WORK TASK –
Print every line of the records below exactly as it reads.

INPUT DATA –
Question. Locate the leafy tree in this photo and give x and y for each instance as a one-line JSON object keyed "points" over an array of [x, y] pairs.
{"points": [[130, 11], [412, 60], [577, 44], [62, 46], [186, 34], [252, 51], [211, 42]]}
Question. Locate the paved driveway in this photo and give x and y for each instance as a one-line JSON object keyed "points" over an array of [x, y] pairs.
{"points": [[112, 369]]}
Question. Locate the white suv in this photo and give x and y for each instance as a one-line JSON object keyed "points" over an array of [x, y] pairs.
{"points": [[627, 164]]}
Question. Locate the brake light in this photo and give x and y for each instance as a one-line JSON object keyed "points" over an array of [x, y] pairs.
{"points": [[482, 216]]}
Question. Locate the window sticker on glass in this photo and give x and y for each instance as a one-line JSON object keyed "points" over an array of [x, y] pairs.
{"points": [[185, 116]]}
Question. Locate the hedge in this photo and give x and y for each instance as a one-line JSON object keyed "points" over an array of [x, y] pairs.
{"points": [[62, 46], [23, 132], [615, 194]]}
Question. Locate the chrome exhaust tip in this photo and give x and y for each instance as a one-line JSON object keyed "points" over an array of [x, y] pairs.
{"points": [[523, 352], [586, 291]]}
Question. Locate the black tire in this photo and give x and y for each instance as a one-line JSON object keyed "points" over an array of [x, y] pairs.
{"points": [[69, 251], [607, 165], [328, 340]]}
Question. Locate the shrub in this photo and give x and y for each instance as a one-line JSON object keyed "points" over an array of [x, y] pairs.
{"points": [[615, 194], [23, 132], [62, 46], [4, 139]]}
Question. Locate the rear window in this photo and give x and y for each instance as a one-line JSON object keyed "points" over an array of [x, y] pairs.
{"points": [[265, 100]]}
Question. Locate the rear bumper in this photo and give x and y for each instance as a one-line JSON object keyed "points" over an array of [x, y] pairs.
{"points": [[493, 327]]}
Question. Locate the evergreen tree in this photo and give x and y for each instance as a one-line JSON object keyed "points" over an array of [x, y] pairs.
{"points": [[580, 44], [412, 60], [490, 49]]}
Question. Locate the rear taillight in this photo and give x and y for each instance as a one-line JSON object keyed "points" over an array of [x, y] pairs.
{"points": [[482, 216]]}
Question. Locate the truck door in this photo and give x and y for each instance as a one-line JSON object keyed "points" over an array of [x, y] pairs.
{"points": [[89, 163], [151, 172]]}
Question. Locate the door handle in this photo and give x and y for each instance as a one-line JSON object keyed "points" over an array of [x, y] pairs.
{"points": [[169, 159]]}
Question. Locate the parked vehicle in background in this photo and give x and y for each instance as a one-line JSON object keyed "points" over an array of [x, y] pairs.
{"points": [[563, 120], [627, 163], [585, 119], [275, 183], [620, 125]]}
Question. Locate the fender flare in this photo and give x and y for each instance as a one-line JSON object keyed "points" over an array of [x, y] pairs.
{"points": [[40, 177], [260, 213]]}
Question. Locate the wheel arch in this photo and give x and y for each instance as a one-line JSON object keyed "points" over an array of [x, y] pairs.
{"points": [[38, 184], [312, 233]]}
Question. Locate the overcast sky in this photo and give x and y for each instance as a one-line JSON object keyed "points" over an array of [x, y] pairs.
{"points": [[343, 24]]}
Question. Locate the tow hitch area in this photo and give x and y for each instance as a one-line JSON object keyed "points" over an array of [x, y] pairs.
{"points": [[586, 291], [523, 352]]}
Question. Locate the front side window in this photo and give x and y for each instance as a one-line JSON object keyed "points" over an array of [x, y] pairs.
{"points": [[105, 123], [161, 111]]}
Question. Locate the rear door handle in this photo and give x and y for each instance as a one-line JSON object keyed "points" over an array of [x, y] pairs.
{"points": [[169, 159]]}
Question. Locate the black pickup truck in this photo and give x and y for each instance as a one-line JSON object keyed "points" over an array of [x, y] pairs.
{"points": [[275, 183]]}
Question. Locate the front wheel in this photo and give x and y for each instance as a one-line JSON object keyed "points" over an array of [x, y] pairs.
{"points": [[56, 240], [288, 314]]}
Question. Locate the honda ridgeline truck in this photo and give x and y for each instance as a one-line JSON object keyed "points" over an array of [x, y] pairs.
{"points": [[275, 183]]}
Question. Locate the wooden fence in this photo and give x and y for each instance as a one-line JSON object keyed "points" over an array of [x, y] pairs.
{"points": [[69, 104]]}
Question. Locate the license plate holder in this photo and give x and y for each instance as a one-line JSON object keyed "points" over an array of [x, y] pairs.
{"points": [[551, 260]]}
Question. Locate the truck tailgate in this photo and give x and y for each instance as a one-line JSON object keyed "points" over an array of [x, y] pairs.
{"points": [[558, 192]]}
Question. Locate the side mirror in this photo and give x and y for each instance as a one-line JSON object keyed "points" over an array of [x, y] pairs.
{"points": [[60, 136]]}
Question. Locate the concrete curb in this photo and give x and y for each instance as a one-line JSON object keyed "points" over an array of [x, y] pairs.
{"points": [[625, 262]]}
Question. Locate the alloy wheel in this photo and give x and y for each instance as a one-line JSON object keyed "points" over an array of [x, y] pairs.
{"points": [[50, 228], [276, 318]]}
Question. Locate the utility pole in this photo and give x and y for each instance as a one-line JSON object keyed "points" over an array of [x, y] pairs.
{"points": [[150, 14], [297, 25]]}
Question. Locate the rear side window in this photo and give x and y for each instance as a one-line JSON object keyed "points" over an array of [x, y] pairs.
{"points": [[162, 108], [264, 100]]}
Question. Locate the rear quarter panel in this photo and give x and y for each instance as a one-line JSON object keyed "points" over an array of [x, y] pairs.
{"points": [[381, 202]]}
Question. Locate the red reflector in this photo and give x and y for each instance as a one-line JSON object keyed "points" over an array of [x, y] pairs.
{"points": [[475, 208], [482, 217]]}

RESPONSE –
Question. Locate the leafy tree in this photo and give x and y for each instance as a one-line JSON object keyed "points" over an array of [x, y] pairs.
{"points": [[130, 11], [412, 60], [577, 44], [62, 46], [186, 34], [252, 51], [211, 42]]}
Question. Locate the paved driveway in this photo and give x and y for each instance as a one-line JSON object keyed "points" over an array of [x, y] pairs.
{"points": [[112, 369]]}
Question. Locate the white suv in this photo and give x and y for each instance as a one-line JSON object keyed "points" over an array of [x, y] pairs.
{"points": [[627, 164]]}
Question. Locate the brake light in this photo and give x and y for each instance as a one-line JSON object keyed "points" over an array of [x, y] pairs.
{"points": [[482, 216]]}
Question. Locate the window sticker on glass in this photo and give x and y for each instance as a one-line JSON object keyed "points" over an array of [x, y] pairs.
{"points": [[185, 116]]}
Question. Locate the hedge in this photo and give x and y for each instance as a one-line JSON object keyed "points" over an array of [x, y] pairs.
{"points": [[62, 46], [23, 132], [615, 194]]}
Question. Locate the chrome exhaust tip in this photo and give x and y for each instance as a one-line JSON object keyed "points" over an array of [x, y] pairs.
{"points": [[523, 352], [586, 291]]}
Question. Locate the black tire in this photo and give x and y for each instance as a one-line JSON object keyed "points" over an array of [x, y] pairs.
{"points": [[69, 251], [607, 165], [328, 340]]}
Question. Locate the shrub in this photo and give x and y for each instance as a one-line JSON object keyed "points" over an array of [x, y] pairs.
{"points": [[615, 194], [23, 132], [62, 46], [4, 139]]}
Question. Locate the rear window in this photo and give x and y for each instance as a one-line JSON object keyed "points" over an array of [x, y] pairs.
{"points": [[265, 100]]}
Question. Locate the rear bumper in this photo and give x and y for each instance as a one-line JSON object keyed "points" over an array of [x, y] pairs.
{"points": [[493, 327]]}
Question. Locate the evergreen tree in this photo and give x and y for each instance as a one-line JSON object keyed "points" over an array of [x, y] pairs.
{"points": [[580, 44], [412, 60], [490, 49]]}
Question. Locate the rear taillight in this photo and give x and y for each instance as a one-line JSON object keyed "points" over an array of [x, y] pairs.
{"points": [[482, 216]]}
Question. Locate the truck door in this photo and give x and y for each instance as a one-line JSON object keyed "points" over an array of [x, y] pairs.
{"points": [[89, 163], [151, 172]]}
Question. Locate the door handle in this photo and give x and y for each instance as a one-line JSON object keyed "points" over an array of [x, y] pairs.
{"points": [[169, 159]]}
Question. Locate the parked vehicle in background in this photo and give x and y for each instance as a one-line JSON object keyed "points" over an array of [x, y] pairs.
{"points": [[563, 120], [627, 163], [585, 119], [275, 183], [620, 125]]}
Question. Locate the fender flare in this photo and give x and y for each instance as a one-line JSON object keyed "points" over an array of [x, y] pairs.
{"points": [[40, 177], [260, 213]]}
Question. Locate the wheel arch in this photo and give x and y for each instance as a one-line JSON object keyed "points" over an array of [x, y] pairs.
{"points": [[38, 184], [312, 233]]}
Question. Locate the overcast sky in this photo and give x and y for each instance as a one-line JSON object keyed "points" over an array of [x, y] pairs.
{"points": [[343, 24]]}
Question. Locate the tow hitch area in this photo and give x and y for each instance as a one-line JSON object keyed "points" over an array of [x, y] pairs.
{"points": [[586, 291], [523, 352]]}
Question. Locate the front side window in this photo and give x and y for each instance as a one-line JSON object keyed "points" over an array of [x, y] pairs.
{"points": [[105, 123], [161, 111]]}
Question. Locate the rear door handle in this photo and give x and y for each instance as a one-line JSON object keyed "points" over an array of [x, y] pairs.
{"points": [[169, 159]]}
Question. Locate the black pickup truck in this photo and give x and y for each instance as a one-line JSON object keyed "points" over an array of [x, y] pairs.
{"points": [[275, 183]]}
Question. Locate the front wheel in this photo and give x and y for each instance as a one-line JSON object keyed "points" over an array of [x, y] pairs.
{"points": [[56, 240], [288, 314]]}
Question. Locate the honda ridgeline truck in this photo and give x and y for each instance as a one-line JSON object keyed "points" over an array of [x, y] pairs.
{"points": [[275, 183]]}
Question. Locate the wooden fence in this photo and give x and y for each instance as a one-line JSON object keyed "points" over an array of [x, y] pairs.
{"points": [[69, 104]]}
Question. Locate the license plate holder in this photo and give x and y for each instance as a one-line JSON object keyed "points" over an array of [x, y] pairs.
{"points": [[551, 260]]}
Question. Locate the truck tailgate in this photo and give x and y for each instance as a one-line JSON object keyed "points" over an array of [x, y] pairs.
{"points": [[558, 192]]}
Question. Locate the side mirror in this photo and give x and y for each instance as a one-line JSON object keyed "points" over an array of [x, y] pairs.
{"points": [[60, 136]]}
Question. Locate the concrete curb in this photo and give x and y for each instance as a one-line JSON object keyed "points" over an array of [x, y] pairs.
{"points": [[625, 262]]}
Question. Locate the alloy wheel in this photo and give x and y for each instance as a one-line JSON object keyed "points" over an array of [x, y] pairs.
{"points": [[50, 228], [276, 318]]}
Question. Locate the utility pole in this photo and give x and y for each instance as a one-line JSON object keyed "points" over an array of [x, y] pairs.
{"points": [[150, 14], [297, 25]]}
Question. Locate the rear side window in this photo and give x and y for each instance as a one-line JSON object keyed "points" over an array of [x, y] pairs.
{"points": [[162, 108], [264, 100]]}
Question. Locate the rear quarter panel in this photo and give x and y for each instance as a one-line JSON object keyed "points" over an array of [x, y] pairs.
{"points": [[381, 202]]}
Question. Locate the red reflector in this photo and give x and y for each instance as a one-line JSON object keyed "points" over an array of [x, y] pairs.
{"points": [[475, 208], [482, 217]]}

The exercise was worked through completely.